_What you have to do_. Copy every one of the records below verbatim, changing nothing.

_Provided data_.
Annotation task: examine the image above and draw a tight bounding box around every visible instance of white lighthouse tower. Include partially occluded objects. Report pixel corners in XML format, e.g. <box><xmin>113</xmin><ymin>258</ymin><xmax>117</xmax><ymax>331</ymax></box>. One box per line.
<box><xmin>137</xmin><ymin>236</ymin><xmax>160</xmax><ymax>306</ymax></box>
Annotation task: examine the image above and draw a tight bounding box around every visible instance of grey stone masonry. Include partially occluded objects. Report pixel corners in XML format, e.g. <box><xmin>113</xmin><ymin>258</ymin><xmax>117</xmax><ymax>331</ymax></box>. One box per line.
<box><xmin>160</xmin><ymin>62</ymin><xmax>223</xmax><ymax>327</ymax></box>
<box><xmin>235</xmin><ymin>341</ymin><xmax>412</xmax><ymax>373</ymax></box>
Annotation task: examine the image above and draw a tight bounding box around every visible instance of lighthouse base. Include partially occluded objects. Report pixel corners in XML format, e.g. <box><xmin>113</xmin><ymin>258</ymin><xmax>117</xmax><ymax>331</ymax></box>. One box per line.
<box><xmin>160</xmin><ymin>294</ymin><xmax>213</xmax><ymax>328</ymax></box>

_Full output_.
Annotation task: examine the image above and draw a tight bounding box around every visible instance of white lighthouse tower. Include partially occluded objects. Report pixel corners in XML format, e.g. <box><xmin>113</xmin><ymin>258</ymin><xmax>117</xmax><ymax>331</ymax></box>. One box per line.
<box><xmin>137</xmin><ymin>236</ymin><xmax>160</xmax><ymax>306</ymax></box>
Annotation task: examine the image above and draw a tight bounding box around every visible instance of grey stone masonry. Include partially occluded objects. Report pixel corners in XML format, e.g. <box><xmin>113</xmin><ymin>258</ymin><xmax>117</xmax><ymax>331</ymax></box>. One box per line.
<box><xmin>160</xmin><ymin>62</ymin><xmax>223</xmax><ymax>327</ymax></box>
<box><xmin>235</xmin><ymin>341</ymin><xmax>412</xmax><ymax>373</ymax></box>
Annotation task: examine the image above and draw a tight bounding box around every visible instance of lighthouse base. Include partially occluded objects. Report pixel corners in XML format, e.g. <box><xmin>113</xmin><ymin>258</ymin><xmax>117</xmax><ymax>331</ymax></box>. One box per line.
<box><xmin>160</xmin><ymin>294</ymin><xmax>213</xmax><ymax>328</ymax></box>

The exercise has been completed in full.